The dataset consists of 2,747 Q&A pairs taken from 120 ECTs from companies listed on the New York Stock Exchange from 2007 to 2021. The Georgia Tech researchers annotated each response by hand based on six features for a total of 49,446 annotations.

The group evaluated answers on:

  • Relevance: the speaker answered the question with appropriate details.
  • Clarity: the speaker was transparent in the answer and the message conveyed.
  • Optimism: the speaker answered with a positive outlook regarding future outcomes.
  • Specificity: the speaker included sufficient and technical details in their answer.
  • Cautiousness: the speaker answered using a conservative, risk-averse approach.
  • Assertiveness: the speaker answered with certainty about the company’s events and outcomes.

The Georgia Tech group validated their dataset by training eight computer models to detect and score these six features. Test models comprised of three BERT-based pre-trained language models (PLMs), and five popular large language models (LLMs) including Llama and ChatGPT.

Region pointing data

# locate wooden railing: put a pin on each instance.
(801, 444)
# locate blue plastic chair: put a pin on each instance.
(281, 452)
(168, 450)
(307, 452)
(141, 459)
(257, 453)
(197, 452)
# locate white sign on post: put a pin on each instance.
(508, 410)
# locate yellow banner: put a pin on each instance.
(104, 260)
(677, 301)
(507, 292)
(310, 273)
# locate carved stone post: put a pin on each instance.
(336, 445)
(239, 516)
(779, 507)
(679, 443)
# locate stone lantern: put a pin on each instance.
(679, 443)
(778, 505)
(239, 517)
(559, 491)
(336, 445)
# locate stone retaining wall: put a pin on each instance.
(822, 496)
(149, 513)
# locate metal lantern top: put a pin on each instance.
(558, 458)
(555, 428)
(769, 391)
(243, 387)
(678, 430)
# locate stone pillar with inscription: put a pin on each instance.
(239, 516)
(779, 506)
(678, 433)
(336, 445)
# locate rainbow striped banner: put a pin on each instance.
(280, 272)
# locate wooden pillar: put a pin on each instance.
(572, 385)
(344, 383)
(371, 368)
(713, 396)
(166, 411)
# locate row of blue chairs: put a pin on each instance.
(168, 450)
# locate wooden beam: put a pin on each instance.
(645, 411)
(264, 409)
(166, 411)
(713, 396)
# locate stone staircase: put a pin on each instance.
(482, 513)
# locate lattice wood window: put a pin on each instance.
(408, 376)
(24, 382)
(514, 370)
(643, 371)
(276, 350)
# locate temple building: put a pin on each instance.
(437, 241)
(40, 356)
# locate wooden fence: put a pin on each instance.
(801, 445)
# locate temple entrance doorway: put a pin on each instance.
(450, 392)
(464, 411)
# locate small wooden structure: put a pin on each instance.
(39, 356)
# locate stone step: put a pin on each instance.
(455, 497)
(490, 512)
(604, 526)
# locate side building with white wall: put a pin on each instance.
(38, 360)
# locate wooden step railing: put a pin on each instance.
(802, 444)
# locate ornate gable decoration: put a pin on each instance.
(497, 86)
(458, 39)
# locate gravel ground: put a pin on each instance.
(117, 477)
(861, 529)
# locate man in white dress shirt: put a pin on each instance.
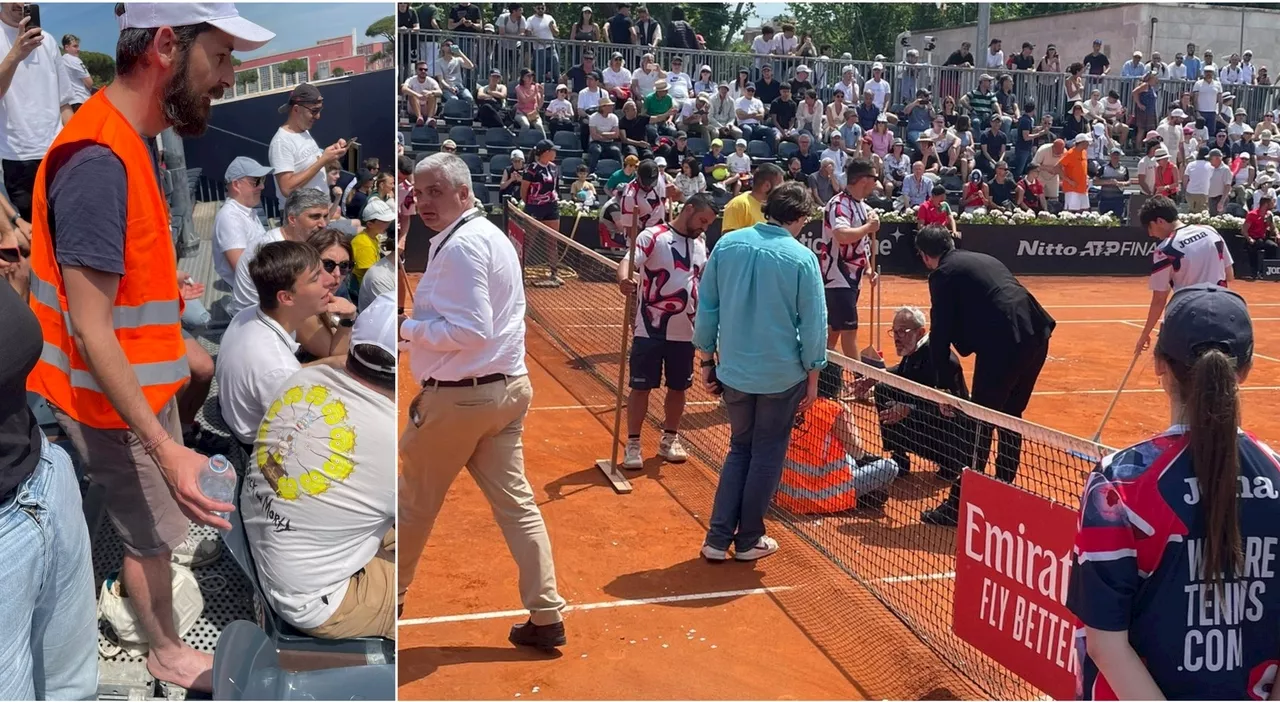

Exercise objective - In the passage about the earnings-call dataset, how many models did the Georgia Tech group train to validate the dataset?

Your solution - Eight models: three BERT-based pre-trained language models and five large language models.